Records contained in a dataset:
-=-=-
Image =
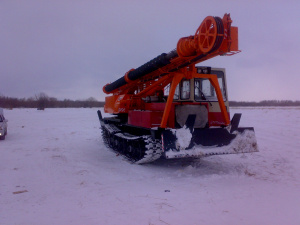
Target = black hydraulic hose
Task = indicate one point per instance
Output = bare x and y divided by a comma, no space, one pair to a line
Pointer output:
154,64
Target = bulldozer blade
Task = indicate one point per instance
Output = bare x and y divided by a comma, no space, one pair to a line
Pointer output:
206,142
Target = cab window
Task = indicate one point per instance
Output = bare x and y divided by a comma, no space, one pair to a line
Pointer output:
185,89
204,91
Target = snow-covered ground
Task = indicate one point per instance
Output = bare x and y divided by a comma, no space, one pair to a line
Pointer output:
54,169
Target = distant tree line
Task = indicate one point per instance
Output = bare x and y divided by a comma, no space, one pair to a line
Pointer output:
266,103
42,101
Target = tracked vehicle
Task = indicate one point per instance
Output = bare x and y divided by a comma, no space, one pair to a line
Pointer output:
171,108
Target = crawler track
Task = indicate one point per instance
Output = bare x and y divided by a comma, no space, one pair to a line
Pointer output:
138,149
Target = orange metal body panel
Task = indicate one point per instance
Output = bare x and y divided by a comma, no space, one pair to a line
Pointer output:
234,39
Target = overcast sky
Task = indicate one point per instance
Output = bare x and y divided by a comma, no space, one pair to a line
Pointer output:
70,49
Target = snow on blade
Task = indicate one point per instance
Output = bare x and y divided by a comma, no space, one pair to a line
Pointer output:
183,136
243,143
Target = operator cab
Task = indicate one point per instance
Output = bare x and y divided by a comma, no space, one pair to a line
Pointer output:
197,96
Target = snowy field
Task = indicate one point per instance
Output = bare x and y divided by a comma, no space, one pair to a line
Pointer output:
54,169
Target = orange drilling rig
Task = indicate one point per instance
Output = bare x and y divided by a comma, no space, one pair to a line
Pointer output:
171,108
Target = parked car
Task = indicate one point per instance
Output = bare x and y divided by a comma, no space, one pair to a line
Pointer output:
3,125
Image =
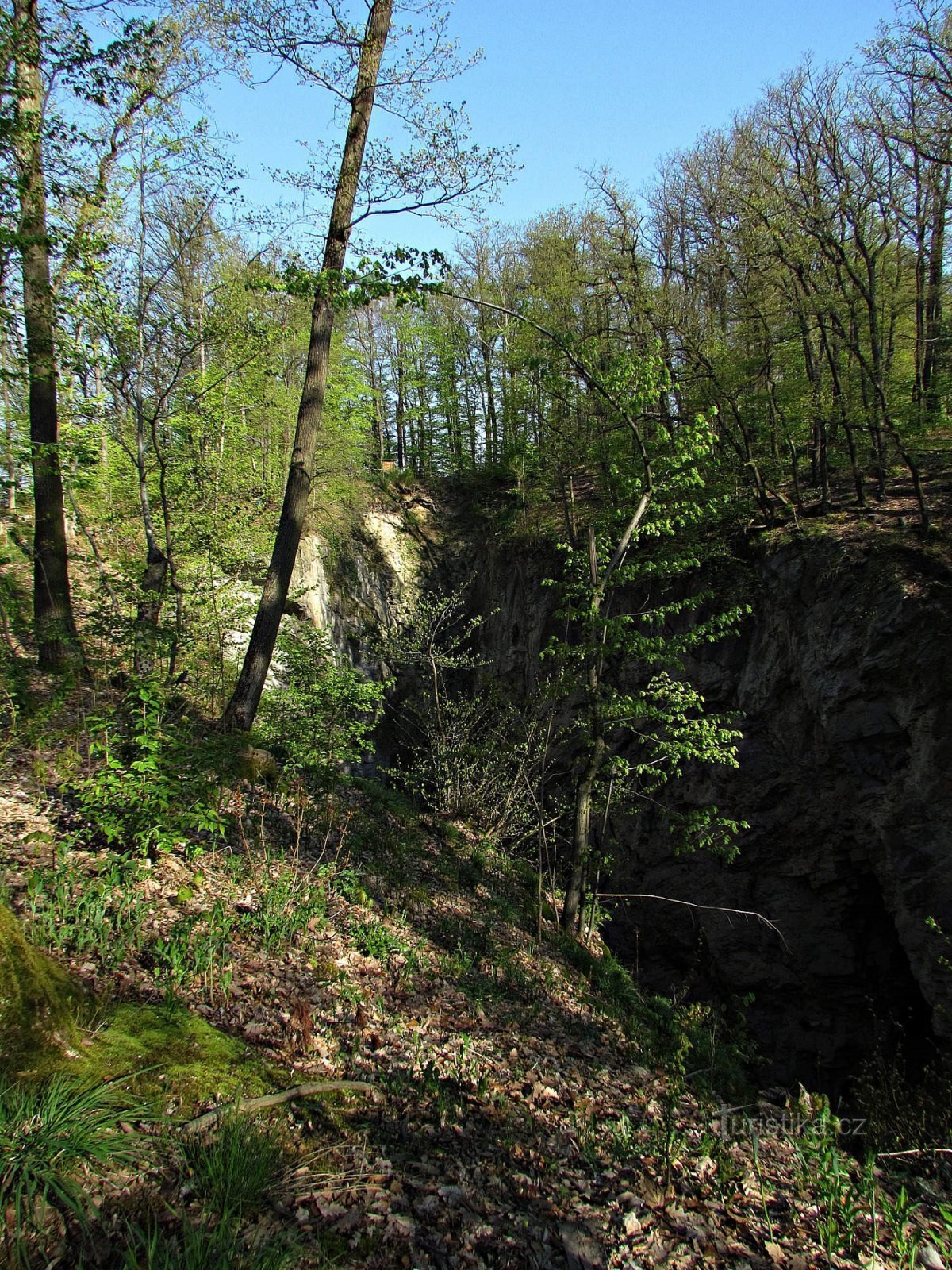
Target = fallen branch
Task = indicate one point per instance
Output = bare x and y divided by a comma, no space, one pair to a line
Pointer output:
273,1100
710,908
914,1151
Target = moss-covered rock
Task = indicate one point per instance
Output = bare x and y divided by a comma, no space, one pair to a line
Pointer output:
38,1000
171,1058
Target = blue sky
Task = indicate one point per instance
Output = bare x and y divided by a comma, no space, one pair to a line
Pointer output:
579,86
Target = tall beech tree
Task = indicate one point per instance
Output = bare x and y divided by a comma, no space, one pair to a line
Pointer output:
437,171
52,607
243,706
108,88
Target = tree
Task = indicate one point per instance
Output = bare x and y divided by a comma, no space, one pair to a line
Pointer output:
52,607
113,84
391,184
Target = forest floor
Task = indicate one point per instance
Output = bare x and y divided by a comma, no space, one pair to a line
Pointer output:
530,1108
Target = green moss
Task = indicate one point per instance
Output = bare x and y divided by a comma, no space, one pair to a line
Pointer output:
173,1058
38,1001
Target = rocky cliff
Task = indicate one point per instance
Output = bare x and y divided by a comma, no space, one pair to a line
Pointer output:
843,677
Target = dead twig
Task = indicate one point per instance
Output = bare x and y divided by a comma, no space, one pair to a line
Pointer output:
273,1100
710,908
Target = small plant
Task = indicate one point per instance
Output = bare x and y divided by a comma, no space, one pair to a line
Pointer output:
196,950
289,903
202,1246
238,1168
825,1172
98,914
154,787
376,940
48,1133
907,1240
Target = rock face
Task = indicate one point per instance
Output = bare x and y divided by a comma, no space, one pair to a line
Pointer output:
374,583
843,677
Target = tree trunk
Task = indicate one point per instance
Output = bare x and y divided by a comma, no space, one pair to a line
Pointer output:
582,833
243,708
57,641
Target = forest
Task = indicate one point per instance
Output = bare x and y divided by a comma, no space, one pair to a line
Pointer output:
371,618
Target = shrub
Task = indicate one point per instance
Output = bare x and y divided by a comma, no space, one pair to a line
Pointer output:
155,787
323,717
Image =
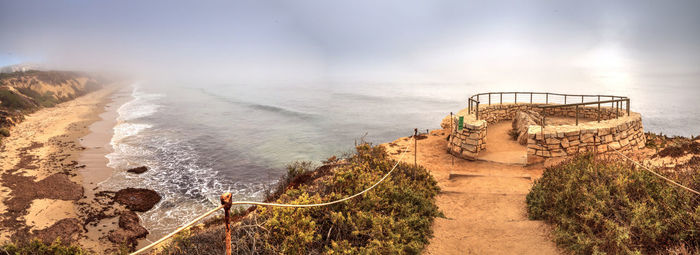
-=-=-
Each record is to be written out exactly. No picture goes in.

Solution for this exercise |
Image =
Target = black hydraulic hose
Task = indicate one point per instance
Output = bare x and y divided by a comma, no space, one pair to a line
Pointer output:
154,64
Target = bulldozer blade
Task = indicate one point per instance
Output = bare x and y divided by a comma, no space, one pair to a line
Pointer output:
206,142
Target = cab window
Task = indicate one point per instance
Output = bare x and y divided by a comma, no space, one pair to a line
Pointer output:
185,89
204,91
Target = snow-covered ground
Task = indicate one point per instance
Output = bare x and y divided by a comma, no space, one pair to a line
Pointer output:
54,169
Target = distant tree line
Task = indicate one point per instance
Output = bare x and y divided by a comma, no space, one pair to a line
Pointer output:
266,103
42,101
Target = tracked vehicle
Task = indicate one point per instance
Output = bare x and y divided by a comma, no space, one pair to a line
Pointer output:
171,108
Target = crawler track
Task = indicate one point per instance
Output = bare x and y divided by a comma, no space, one pair to a line
Pointer output:
138,149
Target = orange metal body panel
Task = indicate one point per instance
Output = bare x and y divided by a comma, no space, one pair to a line
Pointer output:
234,39
Target = overcast sky
Task = indicate one point per instance
Output = bare x and y divided by a comma, no space, one pair to a line
Pointer output:
70,49
Target = snow on blade
Task = indicate one point per instance
Output = bare x and y divided by a comma, no space, one pair to a line
Pointer output:
183,136
243,143
Target = operator cab
Task = indicate one point per instance
Output = bare x and y divided by a comma, no space, one pair to a line
Pointer output:
197,96
Target = snowy field
Task = indicate one point per instance
Output = bare x and y divided by a comma, no space, one pair to a line
Pointer output:
54,169
Target = orange drilling rig
Task = indicate one point per instance
Output = bare x and y divided by a comma, no space, one pair to a line
Pointer output:
171,108
Target = parked car
Task = indicate one point per instance
Output = bare x and y divided by a comma, no space, one pair to a line
Pointer output:
3,125
Image =
Target = fallen branch
Task = indicate one point per instance
Output = bare x and y divided by a comma, no space, one pair to a line
Pointer output:
273,1100
710,908
914,1151
Target = moss-covered rock
Task = indicate one point per instance
Output = bare x and y divided by a comma, no space, one pair to a line
Pointer output:
38,1000
171,1058
Target = blue sky
Task = indicate one point per instance
Output = bare x and y divided by a comma, no space, one pair to a line
Pointer output:
579,86
Target = tall beech tree
Task = indicate one point per instance
Output = bare x and y divided by a comma, no space, one pair to a line
Pointer output:
437,171
52,607
243,706
108,88
Target = tree
Task = indicate one point per instance
Output = bare x and y divided by a comma, no space, one pair to a line
Pointer output:
52,607
113,84
391,184
Target = forest floor
Task = indicate one point per instance
Output = bare x and y divided by a comma, no space, one pair to a line
Pointer output:
530,1108
Target = green moss
Task = indicate one point per instance
Output = bare x and y divided by a comma, no space, one pair to a line
Pointer output:
173,1058
38,1001
Target = rocky cliff
Task = indicate one point per instance
Output = bare x and y divided by a comma, no space, one pair to a line
Pointer output:
843,677
Target = dead twig
Task = indicate one point per instance
Output = bare x and y divided by a comma, no space, one pair to a line
Pointer output:
273,1100
710,908
Target = small plant
Task = indicate one point per instance
Output = bare x and y divided by a comma, no space, one pair to a line
Pointer output:
196,950
289,903
202,1246
238,1168
825,1172
98,914
154,787
376,940
48,1133
907,1240
Target = rock face
Task = indicate one point per instance
Output = bare x and y divided by a comma, no space, one pair to a line
Pointer output:
374,583
843,677
Target = tree trunk
Task = indicate one point per instance
Output = bare x and y divided by a comma, no space, one pair to a line
Pointer output:
582,833
243,708
57,641
Target = forest
Task = indicate one point per instance
Output = bare x and y divided by a comma, no space, one pair to a line
Pointer output:
371,618
Target = shrub
Task = indicate one point per instance
Output = bare x and y divided by a comma, no space, one pair to a line
Pointer output:
155,787
323,717
Image =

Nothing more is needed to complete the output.